Description of the task:
Please reproduce the data below exactly, from the first line through the line containing "Q: For each instance of the tree", and leave every later line out.
== Recorded information ==
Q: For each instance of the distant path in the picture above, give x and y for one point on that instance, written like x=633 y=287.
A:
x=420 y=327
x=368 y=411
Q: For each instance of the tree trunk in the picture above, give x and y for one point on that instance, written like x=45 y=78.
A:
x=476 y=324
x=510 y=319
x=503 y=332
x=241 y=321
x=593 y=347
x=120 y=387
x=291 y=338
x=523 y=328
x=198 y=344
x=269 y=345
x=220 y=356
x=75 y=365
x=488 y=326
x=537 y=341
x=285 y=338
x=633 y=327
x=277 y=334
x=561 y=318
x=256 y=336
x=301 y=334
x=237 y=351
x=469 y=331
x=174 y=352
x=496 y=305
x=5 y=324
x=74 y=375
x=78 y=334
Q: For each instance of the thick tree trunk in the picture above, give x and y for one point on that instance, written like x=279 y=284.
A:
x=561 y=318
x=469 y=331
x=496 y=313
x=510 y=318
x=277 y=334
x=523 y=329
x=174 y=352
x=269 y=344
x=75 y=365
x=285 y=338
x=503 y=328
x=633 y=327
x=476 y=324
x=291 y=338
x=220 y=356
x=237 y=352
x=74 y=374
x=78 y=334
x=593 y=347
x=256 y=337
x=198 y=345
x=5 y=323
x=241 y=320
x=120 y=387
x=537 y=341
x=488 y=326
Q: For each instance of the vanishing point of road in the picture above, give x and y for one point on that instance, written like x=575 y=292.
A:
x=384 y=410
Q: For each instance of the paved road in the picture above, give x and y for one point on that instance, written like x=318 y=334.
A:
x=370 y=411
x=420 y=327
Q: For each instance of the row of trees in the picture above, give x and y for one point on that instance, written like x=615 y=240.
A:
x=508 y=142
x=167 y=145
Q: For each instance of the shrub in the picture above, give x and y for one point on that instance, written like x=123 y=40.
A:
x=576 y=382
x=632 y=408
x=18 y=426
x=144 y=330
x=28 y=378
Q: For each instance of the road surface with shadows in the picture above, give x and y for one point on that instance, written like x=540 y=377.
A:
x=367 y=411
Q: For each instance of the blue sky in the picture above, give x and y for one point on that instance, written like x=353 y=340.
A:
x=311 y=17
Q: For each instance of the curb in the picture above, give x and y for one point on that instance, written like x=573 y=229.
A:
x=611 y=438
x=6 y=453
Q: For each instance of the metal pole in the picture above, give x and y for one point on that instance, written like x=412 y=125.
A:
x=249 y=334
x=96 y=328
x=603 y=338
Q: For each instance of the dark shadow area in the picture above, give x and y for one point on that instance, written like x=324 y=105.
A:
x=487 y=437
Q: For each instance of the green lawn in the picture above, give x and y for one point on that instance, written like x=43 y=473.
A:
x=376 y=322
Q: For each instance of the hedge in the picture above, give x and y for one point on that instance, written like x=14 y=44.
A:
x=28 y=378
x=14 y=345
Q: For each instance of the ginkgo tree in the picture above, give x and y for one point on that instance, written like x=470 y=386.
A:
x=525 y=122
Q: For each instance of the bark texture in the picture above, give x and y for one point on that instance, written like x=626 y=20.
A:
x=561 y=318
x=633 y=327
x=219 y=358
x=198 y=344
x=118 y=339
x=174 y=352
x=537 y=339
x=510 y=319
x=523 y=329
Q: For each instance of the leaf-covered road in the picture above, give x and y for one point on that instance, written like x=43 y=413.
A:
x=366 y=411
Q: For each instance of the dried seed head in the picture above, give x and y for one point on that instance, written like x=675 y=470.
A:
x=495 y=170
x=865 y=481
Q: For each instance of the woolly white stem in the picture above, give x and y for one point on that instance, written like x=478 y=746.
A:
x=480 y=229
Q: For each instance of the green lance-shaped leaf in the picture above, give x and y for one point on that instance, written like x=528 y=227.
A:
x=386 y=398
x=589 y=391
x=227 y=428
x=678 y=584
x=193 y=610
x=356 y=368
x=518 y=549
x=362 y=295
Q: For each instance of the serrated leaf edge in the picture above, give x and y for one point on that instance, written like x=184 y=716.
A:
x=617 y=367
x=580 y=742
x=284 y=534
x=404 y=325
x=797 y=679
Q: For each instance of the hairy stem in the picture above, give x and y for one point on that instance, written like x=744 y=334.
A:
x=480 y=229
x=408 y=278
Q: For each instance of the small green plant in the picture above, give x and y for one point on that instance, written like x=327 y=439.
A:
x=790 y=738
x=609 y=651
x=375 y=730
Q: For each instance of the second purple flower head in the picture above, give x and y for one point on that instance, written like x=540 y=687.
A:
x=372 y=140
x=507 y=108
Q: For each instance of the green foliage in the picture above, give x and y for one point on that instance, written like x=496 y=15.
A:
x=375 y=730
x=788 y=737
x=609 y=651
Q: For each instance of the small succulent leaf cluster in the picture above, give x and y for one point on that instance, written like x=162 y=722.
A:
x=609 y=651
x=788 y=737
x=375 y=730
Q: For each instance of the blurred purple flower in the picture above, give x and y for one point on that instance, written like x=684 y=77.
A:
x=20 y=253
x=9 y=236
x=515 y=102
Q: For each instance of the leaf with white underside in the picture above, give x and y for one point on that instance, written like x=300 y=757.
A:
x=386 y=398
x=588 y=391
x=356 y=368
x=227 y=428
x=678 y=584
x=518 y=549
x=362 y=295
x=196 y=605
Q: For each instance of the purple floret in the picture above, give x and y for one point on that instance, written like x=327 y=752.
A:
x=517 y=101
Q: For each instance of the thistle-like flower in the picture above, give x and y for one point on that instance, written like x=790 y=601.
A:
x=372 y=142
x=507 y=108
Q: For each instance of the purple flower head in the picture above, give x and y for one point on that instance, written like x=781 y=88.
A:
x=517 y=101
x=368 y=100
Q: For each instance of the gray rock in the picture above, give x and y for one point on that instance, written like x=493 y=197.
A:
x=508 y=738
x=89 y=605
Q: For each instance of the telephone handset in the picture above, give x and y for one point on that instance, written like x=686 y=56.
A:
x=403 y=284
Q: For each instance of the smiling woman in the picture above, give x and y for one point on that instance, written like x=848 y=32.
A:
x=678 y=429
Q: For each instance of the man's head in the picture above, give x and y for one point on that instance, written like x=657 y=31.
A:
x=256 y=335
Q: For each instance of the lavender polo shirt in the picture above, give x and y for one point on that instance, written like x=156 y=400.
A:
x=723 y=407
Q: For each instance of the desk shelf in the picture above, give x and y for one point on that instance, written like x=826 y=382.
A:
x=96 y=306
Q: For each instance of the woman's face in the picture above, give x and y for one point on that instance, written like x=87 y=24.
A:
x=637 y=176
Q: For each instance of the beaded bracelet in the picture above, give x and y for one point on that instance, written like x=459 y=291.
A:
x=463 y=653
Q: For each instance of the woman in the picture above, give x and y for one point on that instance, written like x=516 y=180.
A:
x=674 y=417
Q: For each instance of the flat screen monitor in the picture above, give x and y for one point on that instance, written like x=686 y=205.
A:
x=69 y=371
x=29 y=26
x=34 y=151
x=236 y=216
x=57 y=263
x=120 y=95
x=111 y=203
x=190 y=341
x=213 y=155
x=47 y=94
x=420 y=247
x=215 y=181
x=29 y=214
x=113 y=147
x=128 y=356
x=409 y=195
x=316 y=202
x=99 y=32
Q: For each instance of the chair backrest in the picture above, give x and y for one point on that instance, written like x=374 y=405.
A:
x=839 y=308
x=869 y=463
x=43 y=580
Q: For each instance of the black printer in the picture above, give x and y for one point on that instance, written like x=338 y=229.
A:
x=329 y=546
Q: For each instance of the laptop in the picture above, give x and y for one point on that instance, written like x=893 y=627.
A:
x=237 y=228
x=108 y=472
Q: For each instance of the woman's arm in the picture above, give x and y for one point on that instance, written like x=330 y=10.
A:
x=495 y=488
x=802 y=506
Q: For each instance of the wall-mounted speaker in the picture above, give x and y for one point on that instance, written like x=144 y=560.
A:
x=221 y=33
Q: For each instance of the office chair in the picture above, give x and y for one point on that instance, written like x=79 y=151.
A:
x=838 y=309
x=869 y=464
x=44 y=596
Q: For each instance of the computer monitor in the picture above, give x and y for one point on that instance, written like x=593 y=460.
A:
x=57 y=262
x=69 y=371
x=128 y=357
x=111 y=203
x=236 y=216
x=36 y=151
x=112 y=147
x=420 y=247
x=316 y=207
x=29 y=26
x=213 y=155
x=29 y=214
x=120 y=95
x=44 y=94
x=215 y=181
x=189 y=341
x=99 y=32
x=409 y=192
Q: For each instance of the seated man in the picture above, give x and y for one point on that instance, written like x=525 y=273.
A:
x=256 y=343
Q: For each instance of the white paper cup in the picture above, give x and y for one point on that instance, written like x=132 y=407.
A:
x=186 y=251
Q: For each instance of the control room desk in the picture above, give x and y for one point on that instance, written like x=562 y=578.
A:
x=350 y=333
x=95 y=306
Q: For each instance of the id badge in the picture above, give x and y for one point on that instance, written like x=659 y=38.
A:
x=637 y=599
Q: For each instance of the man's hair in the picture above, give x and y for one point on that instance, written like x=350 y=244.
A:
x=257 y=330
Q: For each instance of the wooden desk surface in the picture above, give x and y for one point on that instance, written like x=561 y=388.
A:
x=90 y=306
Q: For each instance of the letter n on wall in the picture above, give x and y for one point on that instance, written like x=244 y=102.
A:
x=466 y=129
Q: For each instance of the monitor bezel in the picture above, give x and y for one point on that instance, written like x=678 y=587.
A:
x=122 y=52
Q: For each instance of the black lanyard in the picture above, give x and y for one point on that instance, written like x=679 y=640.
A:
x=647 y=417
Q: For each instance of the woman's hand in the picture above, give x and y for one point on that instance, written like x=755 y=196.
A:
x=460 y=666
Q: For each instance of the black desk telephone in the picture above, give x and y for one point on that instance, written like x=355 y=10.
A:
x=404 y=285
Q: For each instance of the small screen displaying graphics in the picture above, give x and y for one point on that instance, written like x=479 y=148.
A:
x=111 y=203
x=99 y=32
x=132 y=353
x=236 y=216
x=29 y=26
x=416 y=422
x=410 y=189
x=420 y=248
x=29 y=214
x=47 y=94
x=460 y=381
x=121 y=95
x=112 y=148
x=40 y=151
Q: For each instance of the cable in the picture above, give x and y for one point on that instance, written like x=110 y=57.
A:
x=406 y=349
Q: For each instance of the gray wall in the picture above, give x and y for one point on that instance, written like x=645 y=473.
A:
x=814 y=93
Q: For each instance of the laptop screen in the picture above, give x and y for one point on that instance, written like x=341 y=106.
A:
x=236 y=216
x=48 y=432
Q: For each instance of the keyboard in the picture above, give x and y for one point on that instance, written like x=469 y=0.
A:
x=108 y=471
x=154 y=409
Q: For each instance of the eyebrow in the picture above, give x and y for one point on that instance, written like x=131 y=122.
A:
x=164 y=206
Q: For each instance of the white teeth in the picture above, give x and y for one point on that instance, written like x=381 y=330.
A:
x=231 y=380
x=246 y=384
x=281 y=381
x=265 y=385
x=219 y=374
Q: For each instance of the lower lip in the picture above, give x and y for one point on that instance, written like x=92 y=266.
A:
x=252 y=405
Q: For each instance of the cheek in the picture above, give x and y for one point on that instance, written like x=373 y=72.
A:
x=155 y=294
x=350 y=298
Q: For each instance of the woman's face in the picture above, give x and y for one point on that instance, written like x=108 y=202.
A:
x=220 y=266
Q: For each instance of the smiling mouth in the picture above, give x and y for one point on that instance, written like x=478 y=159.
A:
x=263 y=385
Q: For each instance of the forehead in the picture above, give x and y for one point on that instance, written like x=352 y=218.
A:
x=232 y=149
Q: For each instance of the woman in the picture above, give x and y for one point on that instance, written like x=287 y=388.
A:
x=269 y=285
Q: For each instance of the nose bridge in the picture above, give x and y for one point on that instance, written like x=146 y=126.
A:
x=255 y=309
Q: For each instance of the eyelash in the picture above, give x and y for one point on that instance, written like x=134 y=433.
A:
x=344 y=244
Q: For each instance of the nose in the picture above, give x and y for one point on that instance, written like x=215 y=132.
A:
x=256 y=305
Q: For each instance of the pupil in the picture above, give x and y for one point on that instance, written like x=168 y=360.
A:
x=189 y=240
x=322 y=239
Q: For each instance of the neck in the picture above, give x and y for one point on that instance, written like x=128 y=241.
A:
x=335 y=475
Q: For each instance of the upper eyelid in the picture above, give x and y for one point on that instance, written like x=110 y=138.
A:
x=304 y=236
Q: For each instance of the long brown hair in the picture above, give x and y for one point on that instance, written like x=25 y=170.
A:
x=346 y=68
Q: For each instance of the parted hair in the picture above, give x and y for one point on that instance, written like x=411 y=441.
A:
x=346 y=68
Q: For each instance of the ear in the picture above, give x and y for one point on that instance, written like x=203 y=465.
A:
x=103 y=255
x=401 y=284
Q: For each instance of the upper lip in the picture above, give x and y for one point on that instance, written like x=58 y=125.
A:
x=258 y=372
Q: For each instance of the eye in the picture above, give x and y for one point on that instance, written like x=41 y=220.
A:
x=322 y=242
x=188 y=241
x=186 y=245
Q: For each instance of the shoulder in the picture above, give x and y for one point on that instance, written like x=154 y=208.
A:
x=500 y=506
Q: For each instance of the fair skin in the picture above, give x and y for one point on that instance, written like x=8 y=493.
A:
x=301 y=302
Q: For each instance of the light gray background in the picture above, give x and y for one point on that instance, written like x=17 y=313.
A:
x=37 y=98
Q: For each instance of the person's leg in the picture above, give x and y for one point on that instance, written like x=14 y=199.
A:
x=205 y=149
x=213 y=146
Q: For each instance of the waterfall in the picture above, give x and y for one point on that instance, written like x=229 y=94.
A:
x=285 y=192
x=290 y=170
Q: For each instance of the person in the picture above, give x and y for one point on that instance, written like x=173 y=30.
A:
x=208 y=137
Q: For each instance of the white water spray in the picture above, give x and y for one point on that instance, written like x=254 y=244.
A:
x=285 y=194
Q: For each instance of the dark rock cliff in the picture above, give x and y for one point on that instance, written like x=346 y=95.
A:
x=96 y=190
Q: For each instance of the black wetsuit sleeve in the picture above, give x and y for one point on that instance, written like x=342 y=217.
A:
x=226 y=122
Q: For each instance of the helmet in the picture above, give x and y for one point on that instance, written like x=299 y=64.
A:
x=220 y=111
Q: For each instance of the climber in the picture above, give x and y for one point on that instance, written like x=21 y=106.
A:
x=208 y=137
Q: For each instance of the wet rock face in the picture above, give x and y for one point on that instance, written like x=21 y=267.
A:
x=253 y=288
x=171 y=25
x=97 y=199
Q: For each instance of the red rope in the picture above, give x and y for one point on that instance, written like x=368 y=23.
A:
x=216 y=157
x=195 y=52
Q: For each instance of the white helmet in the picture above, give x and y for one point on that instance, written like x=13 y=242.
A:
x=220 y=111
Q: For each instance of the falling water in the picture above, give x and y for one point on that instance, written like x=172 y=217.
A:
===
Answer to this exercise:
Q: For each instance of the distant path in the picture above, give x and y for one point on that instance, written like x=633 y=287.
A:
x=420 y=327
x=368 y=411
Q: For each instance of the tree trunk in the picture above, give x and y for one point on that instance, written like x=45 y=78.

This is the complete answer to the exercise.